EXERCISE PROMPT:
Output, please, every line from the line that holds "of the shoelace?" to the end, exactly as written.

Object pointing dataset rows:
↓

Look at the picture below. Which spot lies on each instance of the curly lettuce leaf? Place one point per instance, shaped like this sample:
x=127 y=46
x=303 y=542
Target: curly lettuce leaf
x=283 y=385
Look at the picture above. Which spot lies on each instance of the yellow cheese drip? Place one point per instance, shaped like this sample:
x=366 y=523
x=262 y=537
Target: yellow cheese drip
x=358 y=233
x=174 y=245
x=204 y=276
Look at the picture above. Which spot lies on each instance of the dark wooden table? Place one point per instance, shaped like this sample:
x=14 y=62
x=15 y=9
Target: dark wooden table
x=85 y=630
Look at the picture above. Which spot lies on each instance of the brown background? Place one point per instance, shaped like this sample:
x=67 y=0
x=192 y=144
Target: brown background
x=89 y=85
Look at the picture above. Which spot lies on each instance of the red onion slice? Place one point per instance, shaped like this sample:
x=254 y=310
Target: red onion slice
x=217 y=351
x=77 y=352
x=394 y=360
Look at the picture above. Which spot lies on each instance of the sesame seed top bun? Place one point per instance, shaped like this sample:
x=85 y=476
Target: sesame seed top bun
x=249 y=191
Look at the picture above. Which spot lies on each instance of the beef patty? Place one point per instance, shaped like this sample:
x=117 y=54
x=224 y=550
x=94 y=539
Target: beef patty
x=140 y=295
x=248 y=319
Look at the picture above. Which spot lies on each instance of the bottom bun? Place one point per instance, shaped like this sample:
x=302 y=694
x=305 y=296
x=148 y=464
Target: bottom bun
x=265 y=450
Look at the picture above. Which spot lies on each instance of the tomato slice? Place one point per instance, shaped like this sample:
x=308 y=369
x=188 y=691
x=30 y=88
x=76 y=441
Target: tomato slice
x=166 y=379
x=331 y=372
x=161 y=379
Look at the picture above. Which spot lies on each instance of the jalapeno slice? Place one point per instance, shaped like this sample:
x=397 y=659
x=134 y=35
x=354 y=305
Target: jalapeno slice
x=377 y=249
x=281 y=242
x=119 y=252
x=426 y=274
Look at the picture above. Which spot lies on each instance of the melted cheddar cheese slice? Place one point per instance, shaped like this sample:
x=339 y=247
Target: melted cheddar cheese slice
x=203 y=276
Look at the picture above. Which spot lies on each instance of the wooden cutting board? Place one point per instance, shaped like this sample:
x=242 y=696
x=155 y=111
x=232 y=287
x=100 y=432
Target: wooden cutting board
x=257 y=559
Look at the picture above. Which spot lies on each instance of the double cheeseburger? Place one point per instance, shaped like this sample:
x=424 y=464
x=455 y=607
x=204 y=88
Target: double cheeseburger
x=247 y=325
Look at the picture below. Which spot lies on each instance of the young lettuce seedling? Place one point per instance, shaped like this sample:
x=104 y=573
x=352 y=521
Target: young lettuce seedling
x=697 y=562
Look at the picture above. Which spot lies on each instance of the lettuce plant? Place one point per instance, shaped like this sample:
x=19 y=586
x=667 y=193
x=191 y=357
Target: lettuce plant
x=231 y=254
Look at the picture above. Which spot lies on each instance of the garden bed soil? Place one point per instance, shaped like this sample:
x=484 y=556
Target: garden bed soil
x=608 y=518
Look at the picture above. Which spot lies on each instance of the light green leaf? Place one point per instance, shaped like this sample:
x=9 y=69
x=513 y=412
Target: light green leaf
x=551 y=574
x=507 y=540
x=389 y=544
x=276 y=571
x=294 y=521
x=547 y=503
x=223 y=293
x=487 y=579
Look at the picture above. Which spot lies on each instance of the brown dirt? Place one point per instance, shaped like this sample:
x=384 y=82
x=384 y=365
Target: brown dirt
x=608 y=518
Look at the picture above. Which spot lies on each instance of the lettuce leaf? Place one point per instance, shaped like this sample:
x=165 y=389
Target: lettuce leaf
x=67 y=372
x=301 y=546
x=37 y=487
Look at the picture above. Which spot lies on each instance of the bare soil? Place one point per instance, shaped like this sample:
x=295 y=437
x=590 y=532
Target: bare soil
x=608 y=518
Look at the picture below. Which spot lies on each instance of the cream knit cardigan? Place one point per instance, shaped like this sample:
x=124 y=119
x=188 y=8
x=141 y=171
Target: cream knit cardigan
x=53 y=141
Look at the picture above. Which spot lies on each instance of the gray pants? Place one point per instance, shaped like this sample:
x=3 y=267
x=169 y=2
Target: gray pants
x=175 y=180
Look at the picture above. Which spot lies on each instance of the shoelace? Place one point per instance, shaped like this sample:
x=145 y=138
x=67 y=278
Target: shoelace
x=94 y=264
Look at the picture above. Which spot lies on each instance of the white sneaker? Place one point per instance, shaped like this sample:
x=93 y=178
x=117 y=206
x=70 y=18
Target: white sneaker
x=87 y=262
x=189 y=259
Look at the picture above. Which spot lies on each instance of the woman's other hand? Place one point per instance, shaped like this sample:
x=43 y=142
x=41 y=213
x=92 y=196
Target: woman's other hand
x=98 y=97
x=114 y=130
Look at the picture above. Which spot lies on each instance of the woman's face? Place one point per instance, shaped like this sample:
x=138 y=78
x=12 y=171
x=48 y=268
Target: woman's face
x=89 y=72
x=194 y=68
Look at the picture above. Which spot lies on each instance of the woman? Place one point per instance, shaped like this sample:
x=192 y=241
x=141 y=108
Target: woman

↑

SOLVED PROBLEM:
Look at the picture above. Which spot lies on each instance of the shoelace? Place one point per instance, shaped like this sample:
x=145 y=138
x=67 y=278
Target: shoelace
x=94 y=264
Look at the picture above. Which spot lies on each instance of the white sneaker? Place one point per instance, shaped like this sample:
x=93 y=178
x=117 y=206
x=70 y=18
Target: white sneaker
x=87 y=262
x=189 y=259
Look at the picture above. Which spot lies on each instance of the woman's other hand? Place one point per instance, shaped like this sample:
x=43 y=142
x=41 y=213
x=92 y=196
Target: woman's other hand
x=98 y=97
x=114 y=130
Look at the picture above. Which spot lies on each instance of the woman's face? Place one point per instance, shaped like this sample:
x=138 y=78
x=12 y=171
x=48 y=268
Target: woman's face
x=89 y=72
x=194 y=68
Look at the picture above. Which spot lies on each instance of the woman? Place one point per instance, shaped like this sample:
x=192 y=241
x=141 y=108
Target: woman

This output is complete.